Posted by
PuzzleKid
15 yrs ago
I'd appreciate if someone can help me analyze this man behavior...
One day last year, I ran into this guy in my office building when he's searching coffee place and I was rushing off for home. He stopped me and wanted to chat, actually it's really non-sense chat but he seemed very into speaking Chinese (I’m Chinese). I knew this typical man trick for getting sex out of a girl, but I kind of thought he's entertaining, so we started dating. Things went well for one week before he made a mistake at work which led to his serious consideration of leaving china and changing career.
He seemed in much pain from work, expatriation, separation from old parents, etc... His parents came over visit him, then he stopped contacting me (note: we dated only for 2 weeks so far). And after one month, he's made decision to search a new job and leave china. Knowing he's leaving, I still saw him. He came to me a lot to talk out about job changes, we went to beijing games, and once celebrated my b-day. I didn’t really think about long term relationship with him, but his constant complaints about life in China pissed me off sometimes, accordingly, I showed some mood out. He said he's in mishap and anxiety, so he can't think about our future and he will understand if I don’t want to see him any more. In the course I actually tried to help him learn about different industries & hunt opportunities.

■ ■ ■ ■ ■

• **PROBLEMS TO WORK ON**:
A: Answer these questions using the forum post:
(i) Where did the writer first run into the man?
(ii) According to the note in the post, how long had the two dated when he stopped contacting the writer?
(iii) Which games did they attend together?
B: Quote the stretch of the forum post from "One day last" through "and changing career.".

• **RECORDS**:
■ ■ ■ ■ ■

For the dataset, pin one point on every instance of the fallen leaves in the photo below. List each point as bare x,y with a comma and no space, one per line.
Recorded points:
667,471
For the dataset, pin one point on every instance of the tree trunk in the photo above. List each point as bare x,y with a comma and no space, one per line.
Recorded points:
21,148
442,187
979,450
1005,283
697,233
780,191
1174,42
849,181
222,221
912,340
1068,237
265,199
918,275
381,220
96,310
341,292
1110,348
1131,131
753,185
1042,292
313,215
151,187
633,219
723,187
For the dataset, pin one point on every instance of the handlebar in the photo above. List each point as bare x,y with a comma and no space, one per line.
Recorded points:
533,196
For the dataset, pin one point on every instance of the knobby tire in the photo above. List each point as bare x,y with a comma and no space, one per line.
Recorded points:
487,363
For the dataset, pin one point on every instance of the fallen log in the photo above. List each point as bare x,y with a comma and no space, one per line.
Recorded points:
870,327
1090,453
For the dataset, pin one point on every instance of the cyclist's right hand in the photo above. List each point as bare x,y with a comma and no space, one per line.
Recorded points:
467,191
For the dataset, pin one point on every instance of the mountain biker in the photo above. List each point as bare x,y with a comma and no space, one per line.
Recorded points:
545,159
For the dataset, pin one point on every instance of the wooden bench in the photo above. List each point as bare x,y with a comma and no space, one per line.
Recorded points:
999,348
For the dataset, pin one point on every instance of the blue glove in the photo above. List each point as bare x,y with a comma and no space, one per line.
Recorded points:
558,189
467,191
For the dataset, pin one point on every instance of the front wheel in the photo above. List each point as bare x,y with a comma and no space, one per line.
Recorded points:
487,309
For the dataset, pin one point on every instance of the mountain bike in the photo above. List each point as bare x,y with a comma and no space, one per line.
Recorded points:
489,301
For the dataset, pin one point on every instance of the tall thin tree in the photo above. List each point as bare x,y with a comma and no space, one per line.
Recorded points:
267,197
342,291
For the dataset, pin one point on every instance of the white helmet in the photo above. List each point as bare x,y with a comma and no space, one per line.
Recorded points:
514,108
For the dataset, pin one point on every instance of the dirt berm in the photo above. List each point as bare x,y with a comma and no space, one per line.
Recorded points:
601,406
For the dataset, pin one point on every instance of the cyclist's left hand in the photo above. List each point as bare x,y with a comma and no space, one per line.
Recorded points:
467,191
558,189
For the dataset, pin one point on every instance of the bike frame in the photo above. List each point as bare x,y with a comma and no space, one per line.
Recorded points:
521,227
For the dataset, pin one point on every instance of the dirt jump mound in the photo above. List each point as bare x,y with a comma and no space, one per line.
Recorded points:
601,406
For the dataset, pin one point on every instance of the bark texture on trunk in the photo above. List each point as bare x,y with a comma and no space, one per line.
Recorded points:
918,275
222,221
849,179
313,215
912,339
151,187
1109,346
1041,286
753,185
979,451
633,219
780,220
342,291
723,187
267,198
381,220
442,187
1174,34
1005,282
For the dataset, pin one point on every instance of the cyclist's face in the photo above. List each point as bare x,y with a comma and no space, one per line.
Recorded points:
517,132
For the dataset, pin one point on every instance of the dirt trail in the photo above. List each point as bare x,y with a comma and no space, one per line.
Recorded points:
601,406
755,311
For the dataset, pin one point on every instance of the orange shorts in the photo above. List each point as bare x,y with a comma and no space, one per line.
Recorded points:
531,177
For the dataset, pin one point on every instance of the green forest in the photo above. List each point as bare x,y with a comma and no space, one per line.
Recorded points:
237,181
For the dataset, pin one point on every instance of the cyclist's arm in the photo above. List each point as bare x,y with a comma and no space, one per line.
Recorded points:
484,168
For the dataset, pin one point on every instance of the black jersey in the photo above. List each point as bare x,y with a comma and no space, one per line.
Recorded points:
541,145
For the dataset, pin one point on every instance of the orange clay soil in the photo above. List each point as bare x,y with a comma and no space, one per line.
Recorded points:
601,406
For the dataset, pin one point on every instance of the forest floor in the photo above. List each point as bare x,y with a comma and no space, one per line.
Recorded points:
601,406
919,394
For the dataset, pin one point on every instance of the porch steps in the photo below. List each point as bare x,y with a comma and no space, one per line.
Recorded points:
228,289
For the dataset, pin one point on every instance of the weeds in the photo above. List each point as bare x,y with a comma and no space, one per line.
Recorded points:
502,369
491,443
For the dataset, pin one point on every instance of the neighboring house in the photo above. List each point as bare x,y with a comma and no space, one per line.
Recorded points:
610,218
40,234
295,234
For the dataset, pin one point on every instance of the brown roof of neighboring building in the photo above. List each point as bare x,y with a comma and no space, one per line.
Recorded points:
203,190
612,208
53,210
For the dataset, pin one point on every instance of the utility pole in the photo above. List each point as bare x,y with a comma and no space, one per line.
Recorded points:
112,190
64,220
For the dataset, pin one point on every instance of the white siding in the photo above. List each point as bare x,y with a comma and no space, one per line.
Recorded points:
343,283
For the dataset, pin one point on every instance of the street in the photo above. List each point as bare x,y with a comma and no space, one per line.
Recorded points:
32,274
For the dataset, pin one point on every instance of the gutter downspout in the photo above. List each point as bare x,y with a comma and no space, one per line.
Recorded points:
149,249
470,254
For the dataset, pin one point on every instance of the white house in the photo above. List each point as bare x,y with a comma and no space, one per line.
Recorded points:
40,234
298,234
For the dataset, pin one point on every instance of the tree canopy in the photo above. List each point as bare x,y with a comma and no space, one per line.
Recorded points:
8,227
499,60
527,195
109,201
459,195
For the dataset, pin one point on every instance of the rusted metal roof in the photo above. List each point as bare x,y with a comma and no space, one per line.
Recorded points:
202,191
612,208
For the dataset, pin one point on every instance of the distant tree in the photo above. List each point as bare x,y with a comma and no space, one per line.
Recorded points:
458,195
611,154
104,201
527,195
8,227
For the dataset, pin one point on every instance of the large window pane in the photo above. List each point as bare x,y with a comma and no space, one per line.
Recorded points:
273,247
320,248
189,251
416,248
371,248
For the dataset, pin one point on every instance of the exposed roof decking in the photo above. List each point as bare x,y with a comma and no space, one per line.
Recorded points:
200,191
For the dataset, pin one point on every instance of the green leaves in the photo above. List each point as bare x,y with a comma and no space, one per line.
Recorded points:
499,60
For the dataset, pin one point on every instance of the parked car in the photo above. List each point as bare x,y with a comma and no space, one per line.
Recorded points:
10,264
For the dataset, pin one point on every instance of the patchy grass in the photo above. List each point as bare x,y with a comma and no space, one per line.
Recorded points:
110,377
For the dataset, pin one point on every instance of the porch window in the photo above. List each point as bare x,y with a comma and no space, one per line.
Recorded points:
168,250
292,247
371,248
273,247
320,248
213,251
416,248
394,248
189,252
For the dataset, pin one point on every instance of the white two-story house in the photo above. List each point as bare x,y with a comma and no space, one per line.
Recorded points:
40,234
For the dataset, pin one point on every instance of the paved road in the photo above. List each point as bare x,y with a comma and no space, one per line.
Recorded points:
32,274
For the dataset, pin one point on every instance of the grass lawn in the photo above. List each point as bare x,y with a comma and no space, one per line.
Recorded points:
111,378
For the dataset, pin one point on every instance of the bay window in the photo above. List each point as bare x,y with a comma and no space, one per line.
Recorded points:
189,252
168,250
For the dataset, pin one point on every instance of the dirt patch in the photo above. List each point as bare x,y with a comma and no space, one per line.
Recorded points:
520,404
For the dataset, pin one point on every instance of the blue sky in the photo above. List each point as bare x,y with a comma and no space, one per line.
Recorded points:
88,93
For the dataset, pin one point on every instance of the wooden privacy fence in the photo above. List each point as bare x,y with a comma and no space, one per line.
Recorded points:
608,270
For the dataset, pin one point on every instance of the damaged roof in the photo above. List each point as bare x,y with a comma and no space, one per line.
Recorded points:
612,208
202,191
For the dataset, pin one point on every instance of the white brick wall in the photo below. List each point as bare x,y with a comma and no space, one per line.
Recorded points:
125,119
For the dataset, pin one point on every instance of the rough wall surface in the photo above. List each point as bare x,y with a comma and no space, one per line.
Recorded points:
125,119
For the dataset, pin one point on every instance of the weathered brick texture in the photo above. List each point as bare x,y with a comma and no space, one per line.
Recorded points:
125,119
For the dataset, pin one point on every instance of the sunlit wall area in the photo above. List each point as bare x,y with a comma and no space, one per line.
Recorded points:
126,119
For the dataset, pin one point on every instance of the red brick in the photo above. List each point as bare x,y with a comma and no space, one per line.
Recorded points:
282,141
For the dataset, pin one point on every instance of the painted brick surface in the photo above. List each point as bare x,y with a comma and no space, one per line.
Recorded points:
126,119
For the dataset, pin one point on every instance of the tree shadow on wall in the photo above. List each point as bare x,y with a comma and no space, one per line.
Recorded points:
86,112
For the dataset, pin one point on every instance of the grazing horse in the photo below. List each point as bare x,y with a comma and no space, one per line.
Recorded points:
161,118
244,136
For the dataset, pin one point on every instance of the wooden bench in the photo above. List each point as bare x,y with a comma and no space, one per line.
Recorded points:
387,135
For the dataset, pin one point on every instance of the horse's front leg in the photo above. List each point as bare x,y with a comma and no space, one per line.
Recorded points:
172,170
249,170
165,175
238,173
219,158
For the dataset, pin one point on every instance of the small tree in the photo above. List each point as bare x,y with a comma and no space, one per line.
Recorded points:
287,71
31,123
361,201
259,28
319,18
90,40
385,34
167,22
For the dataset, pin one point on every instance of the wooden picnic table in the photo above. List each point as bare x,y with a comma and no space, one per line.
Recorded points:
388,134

■ ■ ■ ■ ■

• **EXPECTED OUTPUTS**:
A:
(i) In the writer's office building.
(ii) Only two weeks.
(iii) The Beijing games.

B:
One day last year, I ran into this guy in my office building when he's searching coffee place and I was rushing off for home. He stopped me and wanted to chat, actually it's really non-sense chat but he seemed very into speaking Chinese (I’m Chinese). I knew this typical man trick for getting sex out of a girl, but I kind of thought he's entertaining, so we started dating. Things went well for one week before he made a mistake at work which led to his serious consideration of leaving china and changing career.